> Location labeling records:
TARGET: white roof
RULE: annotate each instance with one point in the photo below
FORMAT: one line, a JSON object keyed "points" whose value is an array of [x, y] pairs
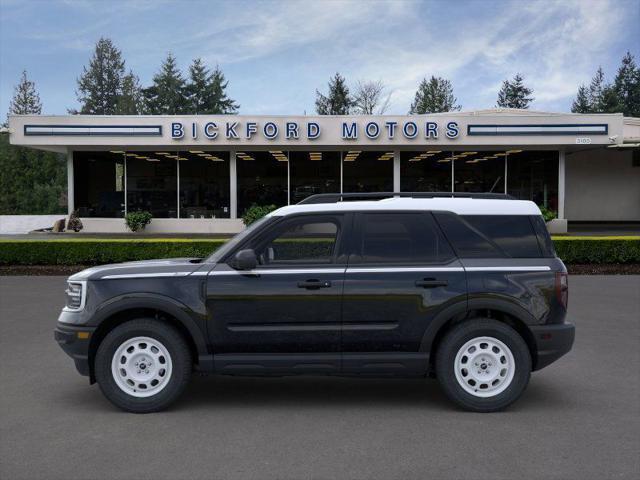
{"points": [[461, 206]]}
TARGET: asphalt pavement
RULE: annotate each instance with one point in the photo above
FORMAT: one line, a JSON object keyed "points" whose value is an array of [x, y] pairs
{"points": [[579, 418]]}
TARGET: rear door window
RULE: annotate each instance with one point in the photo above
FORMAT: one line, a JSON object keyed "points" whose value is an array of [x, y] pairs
{"points": [[400, 238], [491, 236]]}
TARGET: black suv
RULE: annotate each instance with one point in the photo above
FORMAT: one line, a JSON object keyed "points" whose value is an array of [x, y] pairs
{"points": [[468, 290]]}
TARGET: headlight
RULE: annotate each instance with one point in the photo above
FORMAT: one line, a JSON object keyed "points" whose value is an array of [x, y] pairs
{"points": [[76, 295]]}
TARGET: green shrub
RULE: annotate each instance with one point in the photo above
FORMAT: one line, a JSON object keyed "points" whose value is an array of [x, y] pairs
{"points": [[256, 212], [74, 222], [547, 214], [598, 250], [74, 251], [137, 220]]}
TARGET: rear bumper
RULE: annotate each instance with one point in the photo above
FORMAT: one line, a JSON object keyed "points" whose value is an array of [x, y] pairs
{"points": [[552, 342], [75, 343]]}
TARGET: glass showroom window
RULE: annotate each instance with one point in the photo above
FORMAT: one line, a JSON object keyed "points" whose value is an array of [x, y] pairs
{"points": [[152, 183], [533, 175], [365, 171], [425, 171], [99, 183], [479, 171], [204, 184], [313, 172], [262, 179]]}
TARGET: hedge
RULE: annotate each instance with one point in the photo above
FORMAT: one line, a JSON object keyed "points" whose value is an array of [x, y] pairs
{"points": [[572, 250]]}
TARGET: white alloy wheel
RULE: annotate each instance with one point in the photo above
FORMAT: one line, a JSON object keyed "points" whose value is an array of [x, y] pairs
{"points": [[141, 367], [484, 367]]}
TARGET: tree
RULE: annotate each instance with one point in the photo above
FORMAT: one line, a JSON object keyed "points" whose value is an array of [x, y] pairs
{"points": [[167, 94], [130, 101], [25, 99], [100, 85], [514, 94], [434, 95], [370, 98], [337, 101], [627, 86], [581, 104], [206, 92]]}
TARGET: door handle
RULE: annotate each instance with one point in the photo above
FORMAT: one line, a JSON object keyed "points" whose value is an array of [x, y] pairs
{"points": [[314, 284], [431, 283]]}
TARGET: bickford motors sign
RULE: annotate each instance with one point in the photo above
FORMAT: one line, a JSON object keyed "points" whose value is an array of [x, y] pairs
{"points": [[310, 130]]}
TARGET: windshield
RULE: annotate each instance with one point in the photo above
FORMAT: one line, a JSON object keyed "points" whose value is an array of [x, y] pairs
{"points": [[236, 240]]}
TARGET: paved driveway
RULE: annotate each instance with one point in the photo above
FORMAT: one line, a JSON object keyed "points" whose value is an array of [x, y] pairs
{"points": [[580, 418]]}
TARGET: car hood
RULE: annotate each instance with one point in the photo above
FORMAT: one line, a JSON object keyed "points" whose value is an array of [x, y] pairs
{"points": [[146, 268]]}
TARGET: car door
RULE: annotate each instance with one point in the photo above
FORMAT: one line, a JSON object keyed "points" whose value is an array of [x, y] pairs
{"points": [[400, 274], [285, 314]]}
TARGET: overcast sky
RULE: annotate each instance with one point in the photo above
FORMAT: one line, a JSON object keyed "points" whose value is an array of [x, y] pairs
{"points": [[276, 53]]}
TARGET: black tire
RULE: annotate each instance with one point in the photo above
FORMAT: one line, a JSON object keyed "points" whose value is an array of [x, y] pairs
{"points": [[456, 339], [180, 357]]}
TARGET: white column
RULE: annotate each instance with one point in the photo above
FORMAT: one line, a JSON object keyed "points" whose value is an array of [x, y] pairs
{"points": [[396, 170], [561, 182], [233, 185], [70, 186]]}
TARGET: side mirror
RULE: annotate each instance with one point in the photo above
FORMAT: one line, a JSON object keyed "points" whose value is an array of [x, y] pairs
{"points": [[245, 260]]}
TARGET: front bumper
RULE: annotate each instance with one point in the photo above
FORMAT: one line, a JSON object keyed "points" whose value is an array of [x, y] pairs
{"points": [[75, 340], [552, 342]]}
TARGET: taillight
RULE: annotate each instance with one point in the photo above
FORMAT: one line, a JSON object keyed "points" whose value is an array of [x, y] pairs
{"points": [[562, 288]]}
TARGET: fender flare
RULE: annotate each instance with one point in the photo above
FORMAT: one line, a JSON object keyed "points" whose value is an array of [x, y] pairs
{"points": [[176, 309], [503, 304]]}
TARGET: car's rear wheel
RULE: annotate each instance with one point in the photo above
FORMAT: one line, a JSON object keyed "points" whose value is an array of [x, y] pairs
{"points": [[483, 365], [143, 365]]}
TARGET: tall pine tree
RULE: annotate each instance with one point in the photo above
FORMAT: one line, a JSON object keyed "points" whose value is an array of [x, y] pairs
{"points": [[100, 85], [25, 99], [167, 95], [627, 86], [514, 94], [338, 100], [130, 100], [206, 92], [433, 96]]}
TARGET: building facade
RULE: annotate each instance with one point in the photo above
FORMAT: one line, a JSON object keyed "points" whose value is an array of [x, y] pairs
{"points": [[200, 173]]}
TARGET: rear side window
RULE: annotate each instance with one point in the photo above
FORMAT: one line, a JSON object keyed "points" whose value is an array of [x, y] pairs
{"points": [[401, 238], [511, 236]]}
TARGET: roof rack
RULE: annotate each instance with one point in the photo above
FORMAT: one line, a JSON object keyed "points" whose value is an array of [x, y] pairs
{"points": [[340, 197]]}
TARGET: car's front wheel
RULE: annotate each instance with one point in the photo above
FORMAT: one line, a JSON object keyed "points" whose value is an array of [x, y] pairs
{"points": [[143, 365], [483, 365]]}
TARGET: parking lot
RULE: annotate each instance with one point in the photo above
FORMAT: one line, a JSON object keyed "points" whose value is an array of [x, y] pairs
{"points": [[579, 418]]}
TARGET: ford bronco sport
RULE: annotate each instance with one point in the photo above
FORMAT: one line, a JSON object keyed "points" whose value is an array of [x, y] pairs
{"points": [[466, 288]]}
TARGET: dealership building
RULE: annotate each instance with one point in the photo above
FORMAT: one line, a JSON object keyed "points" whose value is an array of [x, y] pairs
{"points": [[198, 174]]}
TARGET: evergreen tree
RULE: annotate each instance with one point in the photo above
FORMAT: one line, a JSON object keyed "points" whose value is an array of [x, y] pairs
{"points": [[25, 99], [627, 86], [167, 95], [100, 85], [206, 91], [581, 104], [338, 101], [514, 94], [433, 96], [130, 101]]}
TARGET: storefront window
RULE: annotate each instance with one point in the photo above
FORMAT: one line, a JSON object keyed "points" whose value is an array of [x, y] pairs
{"points": [[313, 172], [99, 184], [152, 183], [481, 171], [204, 184], [262, 179], [425, 171], [365, 171], [533, 175]]}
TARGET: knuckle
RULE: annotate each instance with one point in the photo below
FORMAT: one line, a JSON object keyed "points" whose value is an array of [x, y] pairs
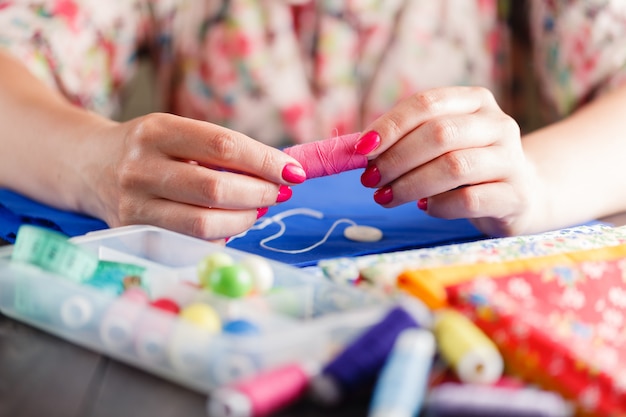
{"points": [[470, 202], [394, 125], [213, 191], [511, 126], [429, 101], [226, 146], [457, 165]]}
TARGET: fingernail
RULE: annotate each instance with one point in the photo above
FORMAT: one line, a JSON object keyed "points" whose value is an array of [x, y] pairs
{"points": [[371, 176], [294, 174], [367, 143], [383, 195], [284, 193], [260, 212]]}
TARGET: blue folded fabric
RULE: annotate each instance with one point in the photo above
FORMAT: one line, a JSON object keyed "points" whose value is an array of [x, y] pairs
{"points": [[342, 196], [16, 210], [333, 198]]}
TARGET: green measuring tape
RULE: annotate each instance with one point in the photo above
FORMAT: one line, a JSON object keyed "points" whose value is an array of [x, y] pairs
{"points": [[53, 252]]}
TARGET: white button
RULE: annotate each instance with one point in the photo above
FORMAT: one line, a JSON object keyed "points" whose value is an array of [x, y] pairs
{"points": [[363, 233]]}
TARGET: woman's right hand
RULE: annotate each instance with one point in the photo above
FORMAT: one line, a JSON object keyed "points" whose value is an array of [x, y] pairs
{"points": [[185, 175]]}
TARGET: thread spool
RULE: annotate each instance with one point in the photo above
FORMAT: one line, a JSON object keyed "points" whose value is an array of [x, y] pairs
{"points": [[115, 277], [262, 394], [358, 365], [54, 303], [472, 355], [233, 364], [261, 272], [401, 386], [472, 400], [119, 322], [329, 156], [190, 349]]}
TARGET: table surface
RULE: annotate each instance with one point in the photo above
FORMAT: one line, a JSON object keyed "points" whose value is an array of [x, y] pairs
{"points": [[41, 374]]}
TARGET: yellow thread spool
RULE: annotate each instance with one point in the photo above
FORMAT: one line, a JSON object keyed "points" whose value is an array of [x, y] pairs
{"points": [[472, 355], [429, 291]]}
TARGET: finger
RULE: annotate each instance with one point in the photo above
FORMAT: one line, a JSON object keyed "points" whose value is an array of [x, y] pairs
{"points": [[450, 171], [443, 135], [200, 222], [495, 199], [419, 108], [213, 145], [197, 185]]}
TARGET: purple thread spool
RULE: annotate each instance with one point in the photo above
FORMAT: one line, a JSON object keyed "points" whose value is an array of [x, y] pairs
{"points": [[359, 364], [478, 400]]}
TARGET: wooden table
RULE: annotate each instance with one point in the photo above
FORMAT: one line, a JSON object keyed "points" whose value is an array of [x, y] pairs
{"points": [[42, 375]]}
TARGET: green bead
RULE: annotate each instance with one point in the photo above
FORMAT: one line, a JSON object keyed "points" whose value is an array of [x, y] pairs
{"points": [[210, 263], [232, 281]]}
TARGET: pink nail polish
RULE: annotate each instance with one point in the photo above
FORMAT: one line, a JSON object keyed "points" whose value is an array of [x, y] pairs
{"points": [[284, 193], [371, 176], [294, 174], [367, 143], [383, 195], [260, 212]]}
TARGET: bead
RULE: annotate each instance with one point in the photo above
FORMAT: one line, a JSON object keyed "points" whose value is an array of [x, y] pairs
{"points": [[424, 288], [240, 326], [167, 305], [202, 316], [190, 351], [363, 233], [231, 281], [261, 271], [210, 263], [469, 352]]}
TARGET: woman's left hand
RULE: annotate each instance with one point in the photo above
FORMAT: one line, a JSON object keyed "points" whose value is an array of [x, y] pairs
{"points": [[455, 152]]}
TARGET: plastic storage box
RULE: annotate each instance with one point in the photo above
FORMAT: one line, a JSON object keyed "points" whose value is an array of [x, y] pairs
{"points": [[306, 318]]}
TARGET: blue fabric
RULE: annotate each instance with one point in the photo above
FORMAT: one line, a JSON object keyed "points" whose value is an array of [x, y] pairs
{"points": [[16, 210], [343, 196], [337, 196]]}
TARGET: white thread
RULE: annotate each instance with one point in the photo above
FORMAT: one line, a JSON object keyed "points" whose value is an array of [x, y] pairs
{"points": [[278, 219]]}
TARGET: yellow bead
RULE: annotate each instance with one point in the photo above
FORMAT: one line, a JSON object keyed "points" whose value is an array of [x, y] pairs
{"points": [[202, 315], [426, 289]]}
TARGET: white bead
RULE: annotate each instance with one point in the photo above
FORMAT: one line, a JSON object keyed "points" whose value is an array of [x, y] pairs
{"points": [[261, 271], [363, 233]]}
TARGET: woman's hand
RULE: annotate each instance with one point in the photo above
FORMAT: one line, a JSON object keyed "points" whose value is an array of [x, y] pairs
{"points": [[455, 152], [185, 175]]}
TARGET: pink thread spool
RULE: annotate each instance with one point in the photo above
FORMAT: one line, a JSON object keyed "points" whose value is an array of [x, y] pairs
{"points": [[263, 393], [328, 157]]}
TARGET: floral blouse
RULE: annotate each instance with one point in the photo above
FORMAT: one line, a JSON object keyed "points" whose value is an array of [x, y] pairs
{"points": [[286, 71]]}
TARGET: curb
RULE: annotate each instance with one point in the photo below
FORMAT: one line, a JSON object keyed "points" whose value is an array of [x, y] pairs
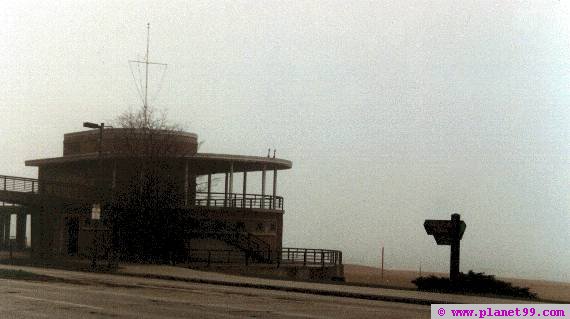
{"points": [[291, 289]]}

> Direction:
With the pictures left out, write out exactly the lines from the line containing "TARGET: woman's left hand" through the final line.

> Result:
TARGET: woman's left hand
RULE: annotate each instance with one point in the photo above
FORMAT: one line, a JSON object keyed "points" whose value is an array of [x, y] pairs
{"points": [[455, 152]]}
TARGET: plastic storage box
RULE: annotate each instance with one point in the photo above
FORMAT: one line, a JSON object keyed "points" whose value is an array of [x, y] pairs
{"points": [[306, 318]]}
TARGET: blue fabric
RULE: annotate each instance with one point in the photo above
FORMAT: one line, a JSON object keyed "points" whose value is an array of [x, y] pairs
{"points": [[16, 210], [343, 196], [337, 196]]}
TARGET: white thread
RULE: annotate each instance with one point in the photo above
FORMAT: one line, a JSON object keyed "points" whose value is an array of [x, y] pairs
{"points": [[278, 219]]}
TARGET: yellow bead
RULE: annotate each instance with one point in the photo above
FORMAT: one line, a JSON object keyed "points" whose value is an array of [x, y] pairs
{"points": [[202, 315], [426, 289]]}
TARGET: white bead
RULE: annotate each instance with one point in the photo above
FORMAT: one line, a JSON object keyed "points" whose value is an array of [x, y] pairs
{"points": [[261, 271], [363, 233]]}
TARGET: woman's hand
RULE: annotate each instance with one point in the photo above
FORMAT: one line, a JSON object keyed "points" whose value is an array of [x, y] pairs
{"points": [[455, 152], [185, 175]]}
TARGET: pink thread spool
RULE: annotate each instance with one point in the photo above
FORMAT: one line, a JSON object keyed "points" whose value is an array of [x, y] pairs
{"points": [[263, 393], [328, 157]]}
TARGET: floral blouse
RULE: annotate each instance with one point in the photo above
FORMAT: one line, a JSON object keyed "points" whose value is an array of [x, y] pairs
{"points": [[286, 71]]}
TARGET: curb
RULE: annotate each instance with one point in the photo below
FORMAT: one line, a JSON object keyed "points" whose value is an array of [x, y] pairs
{"points": [[291, 289]]}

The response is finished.